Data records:

::::::::

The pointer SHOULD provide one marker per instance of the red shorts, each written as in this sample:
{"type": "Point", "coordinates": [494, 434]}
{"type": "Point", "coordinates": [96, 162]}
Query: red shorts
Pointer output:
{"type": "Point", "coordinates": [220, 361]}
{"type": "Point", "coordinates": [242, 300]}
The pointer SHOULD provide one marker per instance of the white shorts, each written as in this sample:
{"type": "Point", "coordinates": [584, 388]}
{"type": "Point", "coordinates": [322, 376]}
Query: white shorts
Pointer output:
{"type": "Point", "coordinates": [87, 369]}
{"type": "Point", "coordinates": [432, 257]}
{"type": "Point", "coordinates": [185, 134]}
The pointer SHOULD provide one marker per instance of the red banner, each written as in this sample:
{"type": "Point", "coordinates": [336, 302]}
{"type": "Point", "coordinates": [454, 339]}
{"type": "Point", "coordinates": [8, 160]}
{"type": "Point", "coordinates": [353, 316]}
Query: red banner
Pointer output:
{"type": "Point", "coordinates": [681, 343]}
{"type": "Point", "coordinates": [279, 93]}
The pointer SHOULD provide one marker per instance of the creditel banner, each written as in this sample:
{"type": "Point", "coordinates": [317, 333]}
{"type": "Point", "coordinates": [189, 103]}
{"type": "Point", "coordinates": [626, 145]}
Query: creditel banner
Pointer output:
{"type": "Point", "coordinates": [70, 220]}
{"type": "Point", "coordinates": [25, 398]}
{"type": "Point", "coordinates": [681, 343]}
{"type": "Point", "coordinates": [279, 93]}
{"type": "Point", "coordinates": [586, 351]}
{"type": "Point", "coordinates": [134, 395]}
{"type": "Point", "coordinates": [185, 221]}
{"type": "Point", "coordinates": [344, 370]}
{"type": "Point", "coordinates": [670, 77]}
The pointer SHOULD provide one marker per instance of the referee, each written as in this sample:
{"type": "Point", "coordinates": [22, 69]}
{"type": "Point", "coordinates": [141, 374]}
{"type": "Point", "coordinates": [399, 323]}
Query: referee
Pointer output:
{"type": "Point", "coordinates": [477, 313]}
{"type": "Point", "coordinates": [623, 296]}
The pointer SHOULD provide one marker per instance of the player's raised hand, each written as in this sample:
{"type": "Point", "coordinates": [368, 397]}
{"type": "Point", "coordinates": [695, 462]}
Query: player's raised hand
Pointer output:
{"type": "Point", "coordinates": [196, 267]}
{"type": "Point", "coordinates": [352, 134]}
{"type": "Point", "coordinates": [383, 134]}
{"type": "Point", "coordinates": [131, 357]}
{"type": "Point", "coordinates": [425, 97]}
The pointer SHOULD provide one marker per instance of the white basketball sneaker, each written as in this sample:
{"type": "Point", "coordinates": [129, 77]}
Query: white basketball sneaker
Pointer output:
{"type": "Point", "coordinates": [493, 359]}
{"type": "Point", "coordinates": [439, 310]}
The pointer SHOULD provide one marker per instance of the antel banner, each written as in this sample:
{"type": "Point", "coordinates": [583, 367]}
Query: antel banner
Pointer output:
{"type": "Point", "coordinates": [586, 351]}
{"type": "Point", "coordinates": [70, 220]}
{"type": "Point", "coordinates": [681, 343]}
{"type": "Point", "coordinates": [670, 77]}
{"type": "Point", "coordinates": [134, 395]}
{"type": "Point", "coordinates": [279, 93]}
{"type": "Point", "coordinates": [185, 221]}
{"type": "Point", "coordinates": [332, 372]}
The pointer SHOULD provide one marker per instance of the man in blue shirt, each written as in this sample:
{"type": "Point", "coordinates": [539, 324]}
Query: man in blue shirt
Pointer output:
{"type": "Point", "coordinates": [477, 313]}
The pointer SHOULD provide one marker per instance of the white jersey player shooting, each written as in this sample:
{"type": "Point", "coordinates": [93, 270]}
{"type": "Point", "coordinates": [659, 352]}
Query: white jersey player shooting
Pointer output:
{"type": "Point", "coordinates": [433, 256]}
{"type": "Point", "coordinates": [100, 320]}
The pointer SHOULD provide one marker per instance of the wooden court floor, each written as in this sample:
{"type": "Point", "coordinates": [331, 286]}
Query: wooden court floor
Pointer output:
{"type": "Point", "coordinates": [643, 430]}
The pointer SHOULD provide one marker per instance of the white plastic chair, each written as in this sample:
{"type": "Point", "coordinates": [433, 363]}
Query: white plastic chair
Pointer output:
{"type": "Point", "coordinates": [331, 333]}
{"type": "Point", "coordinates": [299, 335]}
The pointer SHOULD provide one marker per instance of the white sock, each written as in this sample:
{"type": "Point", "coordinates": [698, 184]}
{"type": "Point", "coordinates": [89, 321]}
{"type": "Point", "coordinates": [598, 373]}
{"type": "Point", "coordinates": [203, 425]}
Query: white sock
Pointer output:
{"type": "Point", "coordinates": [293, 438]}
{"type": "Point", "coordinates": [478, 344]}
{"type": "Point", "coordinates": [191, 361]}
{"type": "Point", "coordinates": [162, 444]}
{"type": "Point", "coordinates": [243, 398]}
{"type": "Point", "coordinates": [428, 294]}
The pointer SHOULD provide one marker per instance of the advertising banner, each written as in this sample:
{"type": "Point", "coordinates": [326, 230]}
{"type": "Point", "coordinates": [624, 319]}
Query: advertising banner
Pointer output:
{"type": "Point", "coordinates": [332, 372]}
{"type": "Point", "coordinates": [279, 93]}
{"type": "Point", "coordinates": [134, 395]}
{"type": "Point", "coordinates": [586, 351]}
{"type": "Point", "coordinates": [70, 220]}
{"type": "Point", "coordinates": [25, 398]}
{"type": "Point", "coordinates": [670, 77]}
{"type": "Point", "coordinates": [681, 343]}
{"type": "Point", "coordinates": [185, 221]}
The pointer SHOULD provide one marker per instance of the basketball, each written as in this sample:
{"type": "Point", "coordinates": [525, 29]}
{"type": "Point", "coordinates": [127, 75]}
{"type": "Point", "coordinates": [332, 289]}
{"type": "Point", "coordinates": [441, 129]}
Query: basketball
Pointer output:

::::::::

Output the data in full, please, exactly as written.

Answer box:
The pointer SHOULD provide one marker per instance of the red shorts, each written as in this sample:
{"type": "Point", "coordinates": [494, 434]}
{"type": "Point", "coordinates": [96, 162]}
Query: red shorts
Pointer output:
{"type": "Point", "coordinates": [220, 361]}
{"type": "Point", "coordinates": [242, 300]}
The pointer SHOULD provide one marker per instance of the white shorts, each written as in this sample:
{"type": "Point", "coordinates": [584, 388]}
{"type": "Point", "coordinates": [322, 376]}
Query: white shorts
Pointer output:
{"type": "Point", "coordinates": [87, 369]}
{"type": "Point", "coordinates": [432, 257]}
{"type": "Point", "coordinates": [185, 134]}
The pointer SHOULD provide one marker per instance of the red banner, each written as in this sample:
{"type": "Point", "coordinates": [336, 302]}
{"type": "Point", "coordinates": [454, 339]}
{"type": "Point", "coordinates": [8, 160]}
{"type": "Point", "coordinates": [353, 316]}
Query: red banner
Pointer output:
{"type": "Point", "coordinates": [681, 343]}
{"type": "Point", "coordinates": [279, 93]}
The pointer SHOULD provide one marker per instance of the creditel banner, each written as in this sample:
{"type": "Point", "coordinates": [317, 333]}
{"type": "Point", "coordinates": [189, 103]}
{"type": "Point", "coordinates": [626, 145]}
Query: creditel banner
Pointer output:
{"type": "Point", "coordinates": [70, 220]}
{"type": "Point", "coordinates": [25, 398]}
{"type": "Point", "coordinates": [681, 343]}
{"type": "Point", "coordinates": [279, 93]}
{"type": "Point", "coordinates": [586, 351]}
{"type": "Point", "coordinates": [134, 395]}
{"type": "Point", "coordinates": [185, 221]}
{"type": "Point", "coordinates": [344, 370]}
{"type": "Point", "coordinates": [670, 77]}
The pointer SHOULD provide one marker per instance of the referee, each written as in this sample:
{"type": "Point", "coordinates": [22, 69]}
{"type": "Point", "coordinates": [141, 374]}
{"type": "Point", "coordinates": [399, 323]}
Query: referee
Pointer output:
{"type": "Point", "coordinates": [477, 313]}
{"type": "Point", "coordinates": [623, 296]}
The pointer SHOULD provide one marker per instance of the player's raised hand, each written as in this sample:
{"type": "Point", "coordinates": [368, 397]}
{"type": "Point", "coordinates": [695, 462]}
Query: player's raised hand
Pointer output:
{"type": "Point", "coordinates": [196, 267]}
{"type": "Point", "coordinates": [352, 134]}
{"type": "Point", "coordinates": [383, 134]}
{"type": "Point", "coordinates": [131, 357]}
{"type": "Point", "coordinates": [425, 97]}
The pointer SHOULD provide one marker per instance of the white basketball sneaker, each written as in this sample:
{"type": "Point", "coordinates": [129, 77]}
Query: white basketball sneaker
Pointer output:
{"type": "Point", "coordinates": [493, 359]}
{"type": "Point", "coordinates": [439, 310]}
The pointer SHOULD provide one marker per instance of the antel banner, each written as in this sample:
{"type": "Point", "coordinates": [583, 367]}
Query: antel banner
Pointer output:
{"type": "Point", "coordinates": [586, 351]}
{"type": "Point", "coordinates": [70, 220]}
{"type": "Point", "coordinates": [681, 343]}
{"type": "Point", "coordinates": [670, 77]}
{"type": "Point", "coordinates": [134, 395]}
{"type": "Point", "coordinates": [279, 93]}
{"type": "Point", "coordinates": [185, 221]}
{"type": "Point", "coordinates": [332, 372]}
The pointer SHOULD provide one marker per instance of the man in blue shirt, each written as in this sample:
{"type": "Point", "coordinates": [539, 324]}
Query: man in blue shirt
Pointer output:
{"type": "Point", "coordinates": [477, 313]}
The pointer SHOULD provide one marker per instance of the white jersey player shooting, each written as in this sample:
{"type": "Point", "coordinates": [93, 270]}
{"type": "Point", "coordinates": [659, 352]}
Query: white jersey player shooting
Pointer output:
{"type": "Point", "coordinates": [433, 256]}
{"type": "Point", "coordinates": [100, 320]}
The pointer SHOULD provide one marker per instance of the wooden court floor, each written as in this sample:
{"type": "Point", "coordinates": [331, 286]}
Query: wooden court floor
Pointer output:
{"type": "Point", "coordinates": [643, 430]}
The pointer SHOULD provide one marker per instance of the white plastic chair, each written as in this sample:
{"type": "Point", "coordinates": [433, 363]}
Query: white plastic chair
Pointer output:
{"type": "Point", "coordinates": [331, 333]}
{"type": "Point", "coordinates": [299, 335]}
The pointer SHOULD provide one marker per instance of the white sock, each written as in this sample:
{"type": "Point", "coordinates": [698, 184]}
{"type": "Point", "coordinates": [89, 321]}
{"type": "Point", "coordinates": [598, 373]}
{"type": "Point", "coordinates": [203, 425]}
Query: white sock
Pointer output:
{"type": "Point", "coordinates": [293, 438]}
{"type": "Point", "coordinates": [478, 344]}
{"type": "Point", "coordinates": [191, 361]}
{"type": "Point", "coordinates": [162, 444]}
{"type": "Point", "coordinates": [243, 398]}
{"type": "Point", "coordinates": [428, 294]}
The pointer SHOULD provide one marker per instance of the advertising banner, each written as in this sample:
{"type": "Point", "coordinates": [326, 230]}
{"type": "Point", "coordinates": [624, 319]}
Query: advertising banner
Pointer output:
{"type": "Point", "coordinates": [332, 372]}
{"type": "Point", "coordinates": [279, 93]}
{"type": "Point", "coordinates": [134, 395]}
{"type": "Point", "coordinates": [586, 351]}
{"type": "Point", "coordinates": [70, 220]}
{"type": "Point", "coordinates": [25, 398]}
{"type": "Point", "coordinates": [670, 77]}
{"type": "Point", "coordinates": [681, 343]}
{"type": "Point", "coordinates": [185, 221]}
The pointer SHOULD provide one marker per instance of the basketball, each written as in this sample:
{"type": "Point", "coordinates": [525, 29]}
{"type": "Point", "coordinates": [127, 75]}
{"type": "Point", "coordinates": [332, 289]}
{"type": "Point", "coordinates": [441, 129]}
Query: basketball
Pointer output:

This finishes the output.